---------- Texte fourni ----------
Réponse du Ministre :
“Monsieur le Député, avec la création de ChatGPT, le recours à l’intelligence artificielle interroge les pratiques de nombreux professionnels. Certains pouvoirs locaux – comme la Ville de Charleroi – ont décidé d’étudier la question de l’introduction de l’intelligence artificielle dans le suivi administratif. Cette réflexion permettra concrètement de mettre en évidence les avantages, mais aussi les risques et inconvénients de cet usage. Il me semble qu’il convient d’observer ces premières communes pilotes avant d’envisager une réflexion de plus grande ampleur.
Néanmoins, certaines réflexions préliminaires peuvent déjà vous être partagées. Tout d’abord, nous devons veiller à façonner la transformation numérique de manière inclusive et surtout progressive. Il faut donner le temps aussi bien aux administrations qu’aux administrés d’appréhender cette nouvelle transformation et de se former à celle-ci. C’est pour cela que concernant les pouvoirs locaux, d’une part, ces derniers sont sensibilisés à cette transformation par différents canaux. Par exemple, ce sujet a été mis au centre de l’évènement organisé par le Conseil régional de la formation sur l’intégration, la mobilisation et l’actualisation des compétences dans les pouvoirs locaux.
À cette occasion, les avantages comme les risques de l’intelligence artificielle ont été développés. De mon côté, lors de mon intervention, j’ai pu mettre en avant la nécessité de former les agents des pouvoirs locaux à ces nouvelles transformations numériques et, plus concrètement, j’ai insisté sur le travail qui sera mené à ce sujet par le groupe de travail sur la réforme de la fonction publique locale. Concernant les citoyens, d’autre part, il y a d’abord la question de la fracture numérique qui se pose. Le Baromètre 2021 de maturité numérique des citoyens wallons, publié par l’Agence du numérique, indique que le pourcentage de citoyens victimes de la fracture numérique varie entre 4 à 32 % selon les cas visés. Il est donc important de ne pas oublier ces chiffres et donc de veiller à :
- maintenir certains services à la population comme les guichets dans les administrations locales ;
- réduire cette fracture numérique via différentes actions comme les actions menées dans le cadre des plans de cohésion sociale que je subventionne, par exemple les cours d’initiation à l’informatique pour les personnes âgées.
Je rappellerai aussi que j’apporte mon appui et participe à cette politique communale d’ouverture de façon indirecte via toutes les mesures prises pour soutenir les pouvoirs locaux aussi bien dans l’acquisition de matériel informatique que dans la formation à ces transformations ou aux risques liés à celles-ci, comme celui de la cybersécurité. Pour le surplus, je vous renvoie vers mon collègue Willy Borsus, ministre compétent en la matière.
----------
■ Consignes de travail ■
Transcrivez fidèlement la réponse du ministre en partant des mots « Néanmoins, certaines réflexions » et en vous arrêtant après « les pouvoirs locaux. ». La liste qui suit n'intervient en rien dans cet exercice.
---------- Données enregistrées ----------
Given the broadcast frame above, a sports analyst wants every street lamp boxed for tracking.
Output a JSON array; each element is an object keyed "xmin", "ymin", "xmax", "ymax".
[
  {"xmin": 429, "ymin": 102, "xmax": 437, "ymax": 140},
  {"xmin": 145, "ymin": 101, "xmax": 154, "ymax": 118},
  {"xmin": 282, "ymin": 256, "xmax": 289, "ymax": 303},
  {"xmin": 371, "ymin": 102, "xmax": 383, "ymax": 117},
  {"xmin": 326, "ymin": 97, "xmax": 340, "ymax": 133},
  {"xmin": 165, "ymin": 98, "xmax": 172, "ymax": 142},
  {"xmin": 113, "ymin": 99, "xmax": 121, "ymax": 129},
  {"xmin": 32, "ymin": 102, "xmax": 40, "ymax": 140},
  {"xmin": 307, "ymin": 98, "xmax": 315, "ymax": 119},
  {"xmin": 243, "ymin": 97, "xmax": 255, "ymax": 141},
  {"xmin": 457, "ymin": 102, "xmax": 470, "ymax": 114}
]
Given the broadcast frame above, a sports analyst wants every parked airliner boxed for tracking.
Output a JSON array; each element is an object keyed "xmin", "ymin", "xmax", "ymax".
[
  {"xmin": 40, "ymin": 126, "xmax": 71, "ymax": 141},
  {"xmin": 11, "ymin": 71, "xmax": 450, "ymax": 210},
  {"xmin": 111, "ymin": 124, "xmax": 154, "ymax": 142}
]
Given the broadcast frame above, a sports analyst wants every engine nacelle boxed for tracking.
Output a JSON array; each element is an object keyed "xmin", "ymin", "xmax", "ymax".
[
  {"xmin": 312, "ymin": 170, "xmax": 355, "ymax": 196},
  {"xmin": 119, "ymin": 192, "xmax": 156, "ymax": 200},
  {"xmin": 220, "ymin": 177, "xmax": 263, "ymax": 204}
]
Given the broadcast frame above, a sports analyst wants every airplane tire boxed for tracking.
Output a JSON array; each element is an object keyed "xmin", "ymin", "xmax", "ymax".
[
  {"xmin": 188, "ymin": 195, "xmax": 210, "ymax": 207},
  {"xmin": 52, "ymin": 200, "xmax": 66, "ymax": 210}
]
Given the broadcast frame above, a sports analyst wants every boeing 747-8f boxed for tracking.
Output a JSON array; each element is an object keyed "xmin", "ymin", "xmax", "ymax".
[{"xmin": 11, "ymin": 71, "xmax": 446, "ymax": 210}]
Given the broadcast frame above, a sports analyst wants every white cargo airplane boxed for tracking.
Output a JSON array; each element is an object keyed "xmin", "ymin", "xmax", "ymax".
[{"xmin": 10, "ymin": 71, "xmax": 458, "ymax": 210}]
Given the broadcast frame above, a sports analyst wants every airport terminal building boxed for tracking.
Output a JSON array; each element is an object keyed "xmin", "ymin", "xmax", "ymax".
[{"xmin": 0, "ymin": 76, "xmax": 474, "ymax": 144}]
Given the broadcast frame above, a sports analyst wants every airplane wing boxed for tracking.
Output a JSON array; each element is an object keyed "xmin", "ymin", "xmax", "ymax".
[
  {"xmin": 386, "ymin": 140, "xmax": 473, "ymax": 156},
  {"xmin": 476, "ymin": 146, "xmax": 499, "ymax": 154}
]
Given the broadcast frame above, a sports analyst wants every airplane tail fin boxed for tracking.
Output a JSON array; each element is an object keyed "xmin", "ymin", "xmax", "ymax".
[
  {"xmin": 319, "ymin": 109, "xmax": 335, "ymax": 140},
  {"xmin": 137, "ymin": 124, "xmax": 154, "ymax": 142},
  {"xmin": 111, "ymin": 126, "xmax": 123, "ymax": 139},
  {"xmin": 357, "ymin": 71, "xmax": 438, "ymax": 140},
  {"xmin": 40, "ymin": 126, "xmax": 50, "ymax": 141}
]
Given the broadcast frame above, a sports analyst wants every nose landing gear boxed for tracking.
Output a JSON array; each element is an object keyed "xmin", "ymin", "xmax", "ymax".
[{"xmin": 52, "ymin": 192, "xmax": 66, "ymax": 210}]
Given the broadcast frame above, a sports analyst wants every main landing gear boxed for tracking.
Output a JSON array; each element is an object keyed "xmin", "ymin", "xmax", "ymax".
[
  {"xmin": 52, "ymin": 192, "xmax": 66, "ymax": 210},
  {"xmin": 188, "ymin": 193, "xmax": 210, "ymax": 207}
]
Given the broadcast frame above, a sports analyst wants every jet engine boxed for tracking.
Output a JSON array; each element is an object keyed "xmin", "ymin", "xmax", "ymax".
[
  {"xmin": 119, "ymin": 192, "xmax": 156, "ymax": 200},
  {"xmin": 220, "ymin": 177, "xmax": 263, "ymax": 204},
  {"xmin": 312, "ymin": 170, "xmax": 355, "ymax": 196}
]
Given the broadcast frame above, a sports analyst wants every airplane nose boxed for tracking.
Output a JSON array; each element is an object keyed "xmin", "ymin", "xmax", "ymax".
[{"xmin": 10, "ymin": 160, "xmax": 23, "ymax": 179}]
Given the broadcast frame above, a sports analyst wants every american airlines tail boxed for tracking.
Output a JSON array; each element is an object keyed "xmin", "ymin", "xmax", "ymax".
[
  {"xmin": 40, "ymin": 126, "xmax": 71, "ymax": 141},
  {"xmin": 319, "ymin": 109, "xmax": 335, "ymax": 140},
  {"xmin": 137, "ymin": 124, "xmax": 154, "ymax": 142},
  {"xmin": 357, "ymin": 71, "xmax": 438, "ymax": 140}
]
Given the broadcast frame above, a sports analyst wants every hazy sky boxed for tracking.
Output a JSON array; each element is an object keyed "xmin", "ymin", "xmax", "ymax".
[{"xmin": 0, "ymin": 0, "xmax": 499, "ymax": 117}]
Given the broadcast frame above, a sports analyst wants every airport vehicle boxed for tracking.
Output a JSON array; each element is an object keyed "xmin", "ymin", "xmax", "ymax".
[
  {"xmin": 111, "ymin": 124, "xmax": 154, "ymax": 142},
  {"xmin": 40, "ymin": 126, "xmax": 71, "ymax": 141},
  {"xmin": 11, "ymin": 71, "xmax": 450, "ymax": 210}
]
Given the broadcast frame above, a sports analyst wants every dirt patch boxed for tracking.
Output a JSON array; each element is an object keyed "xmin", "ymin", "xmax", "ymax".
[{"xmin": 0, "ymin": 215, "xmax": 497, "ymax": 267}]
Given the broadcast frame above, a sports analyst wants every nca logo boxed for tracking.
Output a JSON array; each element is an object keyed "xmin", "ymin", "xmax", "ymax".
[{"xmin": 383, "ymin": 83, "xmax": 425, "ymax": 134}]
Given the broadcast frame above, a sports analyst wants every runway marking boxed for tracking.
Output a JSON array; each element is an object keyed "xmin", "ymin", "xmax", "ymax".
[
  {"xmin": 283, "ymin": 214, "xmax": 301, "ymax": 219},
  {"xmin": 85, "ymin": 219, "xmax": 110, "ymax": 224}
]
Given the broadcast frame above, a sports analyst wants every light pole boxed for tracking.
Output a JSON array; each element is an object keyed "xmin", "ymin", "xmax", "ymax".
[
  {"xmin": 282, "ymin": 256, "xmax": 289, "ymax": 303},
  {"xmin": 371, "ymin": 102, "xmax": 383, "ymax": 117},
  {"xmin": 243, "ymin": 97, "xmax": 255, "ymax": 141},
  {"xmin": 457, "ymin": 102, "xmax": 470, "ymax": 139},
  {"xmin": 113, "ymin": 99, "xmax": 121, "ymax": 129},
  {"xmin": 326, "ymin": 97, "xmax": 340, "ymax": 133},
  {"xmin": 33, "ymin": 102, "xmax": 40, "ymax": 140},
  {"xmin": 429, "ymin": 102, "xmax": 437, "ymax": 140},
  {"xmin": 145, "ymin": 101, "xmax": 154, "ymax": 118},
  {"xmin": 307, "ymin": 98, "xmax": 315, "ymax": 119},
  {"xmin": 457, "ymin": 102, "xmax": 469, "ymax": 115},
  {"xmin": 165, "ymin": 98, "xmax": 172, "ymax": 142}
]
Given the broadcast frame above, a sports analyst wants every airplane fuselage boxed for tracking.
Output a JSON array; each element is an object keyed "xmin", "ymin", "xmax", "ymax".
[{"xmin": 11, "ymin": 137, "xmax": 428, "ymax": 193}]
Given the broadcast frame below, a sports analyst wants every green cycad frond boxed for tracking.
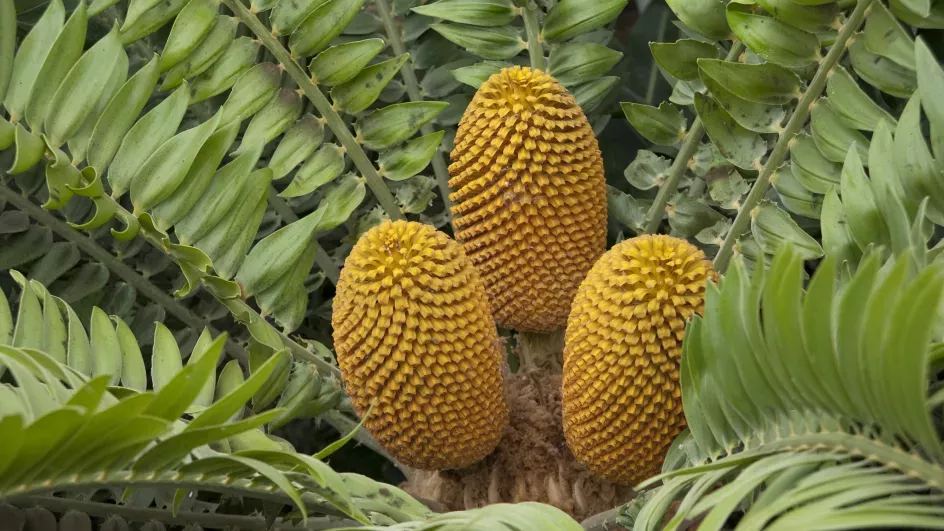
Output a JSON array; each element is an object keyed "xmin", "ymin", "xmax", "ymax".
[
  {"xmin": 0, "ymin": 0, "xmax": 447, "ymax": 336},
  {"xmin": 0, "ymin": 271, "xmax": 357, "ymax": 444},
  {"xmin": 627, "ymin": 246, "xmax": 944, "ymax": 530},
  {"xmin": 0, "ymin": 336, "xmax": 429, "ymax": 524}
]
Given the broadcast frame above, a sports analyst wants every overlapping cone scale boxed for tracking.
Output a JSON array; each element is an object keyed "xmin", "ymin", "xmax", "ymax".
[
  {"xmin": 332, "ymin": 221, "xmax": 508, "ymax": 470},
  {"xmin": 449, "ymin": 66, "xmax": 606, "ymax": 332},
  {"xmin": 563, "ymin": 235, "xmax": 713, "ymax": 484}
]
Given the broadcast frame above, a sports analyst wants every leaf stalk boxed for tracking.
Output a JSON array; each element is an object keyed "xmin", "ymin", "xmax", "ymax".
[
  {"xmin": 713, "ymin": 0, "xmax": 875, "ymax": 273},
  {"xmin": 222, "ymin": 0, "xmax": 405, "ymax": 220},
  {"xmin": 374, "ymin": 0, "xmax": 452, "ymax": 220},
  {"xmin": 643, "ymin": 41, "xmax": 744, "ymax": 234}
]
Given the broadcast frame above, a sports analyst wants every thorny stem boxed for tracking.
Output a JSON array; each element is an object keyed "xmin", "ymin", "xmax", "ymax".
[
  {"xmin": 643, "ymin": 41, "xmax": 744, "ymax": 238},
  {"xmin": 269, "ymin": 186, "xmax": 341, "ymax": 285},
  {"xmin": 518, "ymin": 0, "xmax": 547, "ymax": 71},
  {"xmin": 713, "ymin": 0, "xmax": 875, "ymax": 273},
  {"xmin": 0, "ymin": 184, "xmax": 249, "ymax": 364},
  {"xmin": 374, "ymin": 0, "xmax": 452, "ymax": 223},
  {"xmin": 222, "ymin": 0, "xmax": 404, "ymax": 220}
]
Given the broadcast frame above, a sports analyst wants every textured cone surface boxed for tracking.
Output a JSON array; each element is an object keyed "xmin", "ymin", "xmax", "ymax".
[
  {"xmin": 449, "ymin": 66, "xmax": 606, "ymax": 332},
  {"xmin": 564, "ymin": 235, "xmax": 712, "ymax": 483},
  {"xmin": 332, "ymin": 221, "xmax": 508, "ymax": 470},
  {"xmin": 402, "ymin": 368, "xmax": 633, "ymax": 520}
]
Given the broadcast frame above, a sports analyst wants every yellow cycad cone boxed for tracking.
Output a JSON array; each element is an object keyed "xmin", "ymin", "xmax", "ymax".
[
  {"xmin": 563, "ymin": 235, "xmax": 713, "ymax": 483},
  {"xmin": 449, "ymin": 66, "xmax": 606, "ymax": 332},
  {"xmin": 331, "ymin": 221, "xmax": 508, "ymax": 470}
]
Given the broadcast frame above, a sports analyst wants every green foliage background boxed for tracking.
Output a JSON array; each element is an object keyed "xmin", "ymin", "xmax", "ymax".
[{"xmin": 0, "ymin": 0, "xmax": 944, "ymax": 531}]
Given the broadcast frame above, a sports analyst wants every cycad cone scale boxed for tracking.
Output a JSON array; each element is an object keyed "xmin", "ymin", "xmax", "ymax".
[
  {"xmin": 563, "ymin": 235, "xmax": 712, "ymax": 484},
  {"xmin": 331, "ymin": 221, "xmax": 508, "ymax": 470},
  {"xmin": 449, "ymin": 66, "xmax": 606, "ymax": 332}
]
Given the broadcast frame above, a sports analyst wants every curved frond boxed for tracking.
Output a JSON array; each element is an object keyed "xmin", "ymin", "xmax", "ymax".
[{"xmin": 625, "ymin": 246, "xmax": 944, "ymax": 530}]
----------
■ Exercice corrigé ■
Néanmoins, certaines réflexions préliminaires peuvent déjà vous être partagées. Tout d’abord, nous devons veiller à façonner la transformation numérique de manière inclusive et surtout progressive. Il faut donner le temps aussi bien aux administrations qu’aux administrés d’appréhender cette nouvelle transformation et de se former à celle-ci. C’est pour cela que concernant les pouvoirs locaux, d’une part, ces derniers sont sensibilisés à cette transformation par différents canaux. Par exemple, ce sujet a été mis au centre de l’évènement organisé par le Conseil régional de la formation sur l’intégration, la mobilisation et l’actualisation des compétences dans les pouvoirs locaux.